**TASK BRIEF**
Please render everything from the line containing "Where can you find the man's arm" down to the end of the records below as a JSON list of strings, one string per line, omitting blank lines.

:: MATERIALS PROVIDED

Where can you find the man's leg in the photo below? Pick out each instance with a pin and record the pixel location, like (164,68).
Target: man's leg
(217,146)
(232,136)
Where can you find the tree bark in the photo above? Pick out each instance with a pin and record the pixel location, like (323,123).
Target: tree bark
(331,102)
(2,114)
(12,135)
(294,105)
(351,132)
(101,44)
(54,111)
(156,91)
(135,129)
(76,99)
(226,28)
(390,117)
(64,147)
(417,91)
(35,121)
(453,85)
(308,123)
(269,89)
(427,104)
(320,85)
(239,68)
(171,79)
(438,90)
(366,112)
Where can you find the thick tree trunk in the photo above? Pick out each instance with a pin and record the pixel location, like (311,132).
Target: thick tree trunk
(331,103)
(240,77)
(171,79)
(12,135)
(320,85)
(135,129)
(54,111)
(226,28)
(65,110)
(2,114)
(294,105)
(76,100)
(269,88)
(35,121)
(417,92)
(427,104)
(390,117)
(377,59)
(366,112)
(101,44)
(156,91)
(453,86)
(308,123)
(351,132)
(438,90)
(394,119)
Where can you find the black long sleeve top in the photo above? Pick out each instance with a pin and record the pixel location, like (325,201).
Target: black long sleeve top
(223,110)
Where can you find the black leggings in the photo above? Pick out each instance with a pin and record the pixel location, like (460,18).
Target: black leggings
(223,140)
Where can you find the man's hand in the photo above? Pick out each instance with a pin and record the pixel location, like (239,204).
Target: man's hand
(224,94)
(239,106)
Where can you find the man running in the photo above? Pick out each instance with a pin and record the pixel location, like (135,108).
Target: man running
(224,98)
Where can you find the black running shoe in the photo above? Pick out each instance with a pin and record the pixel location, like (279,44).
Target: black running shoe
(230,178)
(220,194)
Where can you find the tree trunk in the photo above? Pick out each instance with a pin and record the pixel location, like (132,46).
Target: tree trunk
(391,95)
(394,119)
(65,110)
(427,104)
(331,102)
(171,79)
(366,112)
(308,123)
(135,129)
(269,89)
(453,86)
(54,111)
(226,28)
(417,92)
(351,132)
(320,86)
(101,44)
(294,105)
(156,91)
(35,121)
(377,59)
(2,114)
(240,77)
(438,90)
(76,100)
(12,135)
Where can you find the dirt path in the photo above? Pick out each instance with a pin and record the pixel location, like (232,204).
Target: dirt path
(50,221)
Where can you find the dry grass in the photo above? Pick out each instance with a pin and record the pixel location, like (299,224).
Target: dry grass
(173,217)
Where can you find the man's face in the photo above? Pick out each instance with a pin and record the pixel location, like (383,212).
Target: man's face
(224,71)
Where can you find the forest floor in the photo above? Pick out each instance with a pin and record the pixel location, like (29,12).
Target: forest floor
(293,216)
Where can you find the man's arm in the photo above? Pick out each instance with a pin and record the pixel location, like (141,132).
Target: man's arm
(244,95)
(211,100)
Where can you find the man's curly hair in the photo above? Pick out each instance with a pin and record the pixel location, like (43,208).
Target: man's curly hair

::::

**RESULT**
[
  "Where can you find the man's arm in the photo above? Pick out each instance with a pin and record the pixel location, like (141,132).",
  "Target: man's arm",
  "(244,95)",
  "(211,100)",
  "Where can you find the man's curly hair in the photo above? Pick out each instance with a pin and record the pixel location, like (43,208).",
  "Target: man's curly hair"
]